Given instruction:
Give back, unchanged, each line from the one containing "Thank you for the photograph above. Please mark the parked" through the last line of the entries below.

* begin Information given *

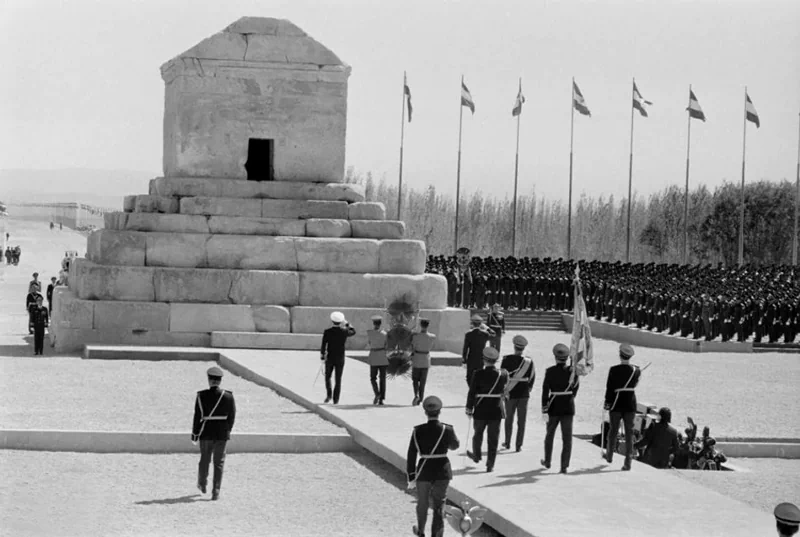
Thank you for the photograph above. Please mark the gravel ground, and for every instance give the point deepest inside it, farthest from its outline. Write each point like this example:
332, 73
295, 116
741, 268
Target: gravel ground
110, 395
767, 483
325, 495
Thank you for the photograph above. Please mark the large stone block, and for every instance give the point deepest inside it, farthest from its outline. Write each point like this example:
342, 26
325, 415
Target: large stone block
303, 209
323, 227
337, 255
370, 210
151, 316
370, 290
378, 229
402, 257
99, 282
221, 206
109, 247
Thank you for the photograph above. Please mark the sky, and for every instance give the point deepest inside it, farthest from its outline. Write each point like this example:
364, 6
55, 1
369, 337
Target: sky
81, 86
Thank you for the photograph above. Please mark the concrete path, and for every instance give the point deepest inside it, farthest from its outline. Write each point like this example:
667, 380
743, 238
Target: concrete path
524, 499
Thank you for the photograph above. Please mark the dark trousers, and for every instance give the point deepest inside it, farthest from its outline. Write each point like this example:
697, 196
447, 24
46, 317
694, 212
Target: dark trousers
374, 370
520, 408
492, 428
207, 449
566, 439
330, 367
431, 494
38, 339
627, 420
419, 377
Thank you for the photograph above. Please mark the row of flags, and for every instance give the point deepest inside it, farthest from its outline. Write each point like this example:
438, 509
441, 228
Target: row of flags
579, 103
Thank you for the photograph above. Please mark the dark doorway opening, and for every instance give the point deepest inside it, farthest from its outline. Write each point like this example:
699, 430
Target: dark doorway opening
260, 153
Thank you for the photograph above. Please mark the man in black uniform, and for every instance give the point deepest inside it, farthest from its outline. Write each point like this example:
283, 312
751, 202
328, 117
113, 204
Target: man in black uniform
214, 415
40, 320
518, 390
474, 342
620, 401
431, 441
332, 353
484, 405
558, 402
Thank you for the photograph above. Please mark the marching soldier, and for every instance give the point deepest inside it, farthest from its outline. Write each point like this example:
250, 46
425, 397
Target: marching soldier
620, 401
377, 360
474, 342
518, 390
422, 344
558, 403
214, 416
484, 405
431, 441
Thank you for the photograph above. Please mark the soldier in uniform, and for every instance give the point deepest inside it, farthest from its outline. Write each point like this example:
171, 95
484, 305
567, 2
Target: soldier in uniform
620, 401
214, 416
474, 342
484, 405
422, 344
332, 353
518, 390
787, 519
496, 322
377, 360
430, 442
558, 403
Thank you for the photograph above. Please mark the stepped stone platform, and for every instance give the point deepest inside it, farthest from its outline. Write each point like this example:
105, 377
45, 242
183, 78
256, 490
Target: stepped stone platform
523, 499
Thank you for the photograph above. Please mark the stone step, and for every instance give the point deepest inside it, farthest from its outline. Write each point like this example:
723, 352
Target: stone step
304, 254
239, 188
246, 225
90, 281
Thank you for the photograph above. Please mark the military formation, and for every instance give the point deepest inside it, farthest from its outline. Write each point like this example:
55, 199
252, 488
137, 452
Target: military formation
758, 303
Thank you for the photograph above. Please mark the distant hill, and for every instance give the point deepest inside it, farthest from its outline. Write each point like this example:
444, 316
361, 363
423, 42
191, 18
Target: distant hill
102, 188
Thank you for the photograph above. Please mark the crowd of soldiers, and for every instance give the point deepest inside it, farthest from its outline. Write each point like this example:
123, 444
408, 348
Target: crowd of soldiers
695, 301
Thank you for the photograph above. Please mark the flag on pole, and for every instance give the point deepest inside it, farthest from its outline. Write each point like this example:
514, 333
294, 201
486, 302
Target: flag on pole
466, 97
750, 111
694, 108
407, 93
517, 110
578, 102
639, 102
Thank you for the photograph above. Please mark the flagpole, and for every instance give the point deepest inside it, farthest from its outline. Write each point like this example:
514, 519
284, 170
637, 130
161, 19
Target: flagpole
630, 184
686, 192
458, 170
741, 207
402, 137
569, 202
516, 175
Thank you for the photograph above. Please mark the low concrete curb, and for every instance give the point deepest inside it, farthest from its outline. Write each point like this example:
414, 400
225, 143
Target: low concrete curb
168, 442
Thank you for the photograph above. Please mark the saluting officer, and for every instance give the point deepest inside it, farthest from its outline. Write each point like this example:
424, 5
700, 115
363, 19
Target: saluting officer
430, 441
484, 405
214, 415
558, 402
518, 390
377, 360
422, 344
620, 401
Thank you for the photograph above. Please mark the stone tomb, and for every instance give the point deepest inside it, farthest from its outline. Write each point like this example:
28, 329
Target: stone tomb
239, 243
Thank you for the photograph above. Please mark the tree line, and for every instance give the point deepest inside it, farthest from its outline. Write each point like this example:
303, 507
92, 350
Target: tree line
599, 224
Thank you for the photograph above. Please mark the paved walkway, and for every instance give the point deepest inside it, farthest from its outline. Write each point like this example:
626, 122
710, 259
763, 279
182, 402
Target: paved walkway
524, 500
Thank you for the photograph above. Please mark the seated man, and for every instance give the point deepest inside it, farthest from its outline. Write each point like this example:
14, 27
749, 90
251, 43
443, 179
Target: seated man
661, 441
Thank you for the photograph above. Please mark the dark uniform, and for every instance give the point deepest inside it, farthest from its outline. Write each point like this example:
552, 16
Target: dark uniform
558, 402
521, 373
332, 352
620, 401
430, 442
484, 404
214, 416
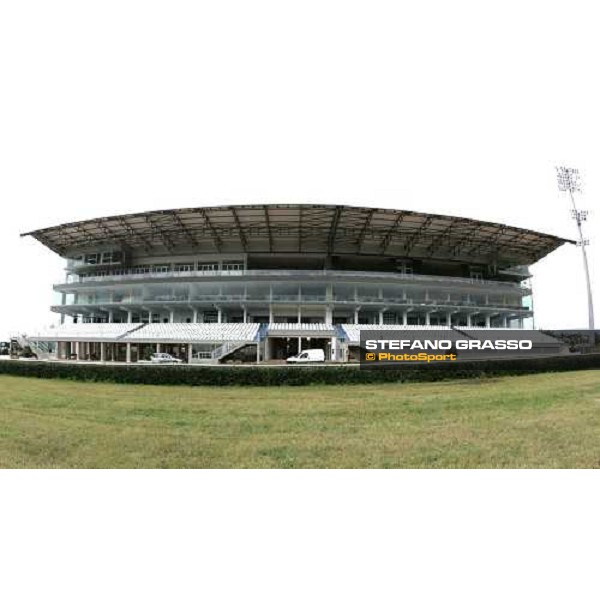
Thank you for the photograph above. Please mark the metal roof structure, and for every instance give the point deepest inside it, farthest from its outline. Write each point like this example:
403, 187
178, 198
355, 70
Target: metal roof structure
304, 228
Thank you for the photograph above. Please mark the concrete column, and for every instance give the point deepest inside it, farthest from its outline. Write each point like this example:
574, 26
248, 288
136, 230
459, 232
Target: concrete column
328, 315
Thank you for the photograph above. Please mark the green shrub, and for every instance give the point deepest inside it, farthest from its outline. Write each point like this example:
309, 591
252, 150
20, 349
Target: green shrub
298, 375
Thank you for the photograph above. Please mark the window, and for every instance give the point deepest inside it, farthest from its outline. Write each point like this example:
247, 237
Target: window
208, 266
111, 258
181, 267
161, 268
233, 266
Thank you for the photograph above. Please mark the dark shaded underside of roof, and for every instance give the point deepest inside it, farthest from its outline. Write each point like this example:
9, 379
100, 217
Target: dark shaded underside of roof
304, 228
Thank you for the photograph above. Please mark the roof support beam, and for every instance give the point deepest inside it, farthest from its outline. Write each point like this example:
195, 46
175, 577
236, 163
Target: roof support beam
414, 238
388, 236
132, 232
268, 224
240, 231
363, 231
213, 232
179, 223
158, 230
333, 228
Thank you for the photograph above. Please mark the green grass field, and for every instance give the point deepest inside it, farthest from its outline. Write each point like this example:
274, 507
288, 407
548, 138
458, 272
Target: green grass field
550, 420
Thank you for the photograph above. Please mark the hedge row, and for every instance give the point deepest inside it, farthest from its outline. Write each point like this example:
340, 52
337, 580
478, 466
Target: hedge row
300, 375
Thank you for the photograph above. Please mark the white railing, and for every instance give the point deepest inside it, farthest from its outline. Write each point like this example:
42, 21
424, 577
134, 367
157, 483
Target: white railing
293, 274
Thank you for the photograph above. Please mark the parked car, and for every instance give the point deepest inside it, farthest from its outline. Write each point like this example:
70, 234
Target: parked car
164, 358
314, 355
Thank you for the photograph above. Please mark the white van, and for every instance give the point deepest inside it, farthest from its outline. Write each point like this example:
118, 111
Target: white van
314, 355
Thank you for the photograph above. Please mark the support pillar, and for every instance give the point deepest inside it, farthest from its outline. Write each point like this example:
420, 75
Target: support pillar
328, 315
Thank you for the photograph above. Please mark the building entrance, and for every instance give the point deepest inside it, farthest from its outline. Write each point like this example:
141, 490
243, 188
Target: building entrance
281, 348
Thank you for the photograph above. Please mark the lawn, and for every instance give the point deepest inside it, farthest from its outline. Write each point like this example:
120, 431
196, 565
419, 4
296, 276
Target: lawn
549, 420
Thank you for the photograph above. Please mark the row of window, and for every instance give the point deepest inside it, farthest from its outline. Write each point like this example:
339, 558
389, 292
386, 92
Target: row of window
165, 268
99, 258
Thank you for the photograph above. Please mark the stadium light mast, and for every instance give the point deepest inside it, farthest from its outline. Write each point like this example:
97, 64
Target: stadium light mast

* end Information given *

Task response:
Thank you for the photograph above. Please mark the parked car, and for every instance give the point deepest inside it, farthest from its outline. Write each point like this example:
70, 234
Target: parked car
164, 358
314, 355
Thank you for the photograph above. Please mark the white van, and for every instance give the point deepest inside it, farthest from its outline. Write each point like this example:
118, 111
Target: white van
314, 355
Thank you for the photograph above. Please mark the support pillar, and for every instance give the point deepest inside it, farthest from its outline. Write each point like this example:
420, 75
Target: support pillar
328, 315
Thank you for the photograph above. Please mark the building entrance, and for every instance give the point deepest inside it, farthest from its outline. Write each point like this example:
141, 490
243, 188
Target: building entrance
281, 348
Thank you for the photograph above. Please mark the lawn, and for every instance give the point deepest inside it, farthest from its outline. Write each point like this example:
120, 431
196, 565
419, 4
296, 276
Target: lawn
549, 420
Thank you for the photograph above. Please mark the row of window, and for every instance give the point deepest inside it, farthest from its outline. Write each point like this example:
339, 558
389, 292
386, 92
Target: row of window
165, 268
99, 258
Thank you for the photograph above. Please mark the stadium light mast, and for every instance give the point deepest inside it, farthest from its outline. Write each point like this example:
97, 64
Target: stadium light mast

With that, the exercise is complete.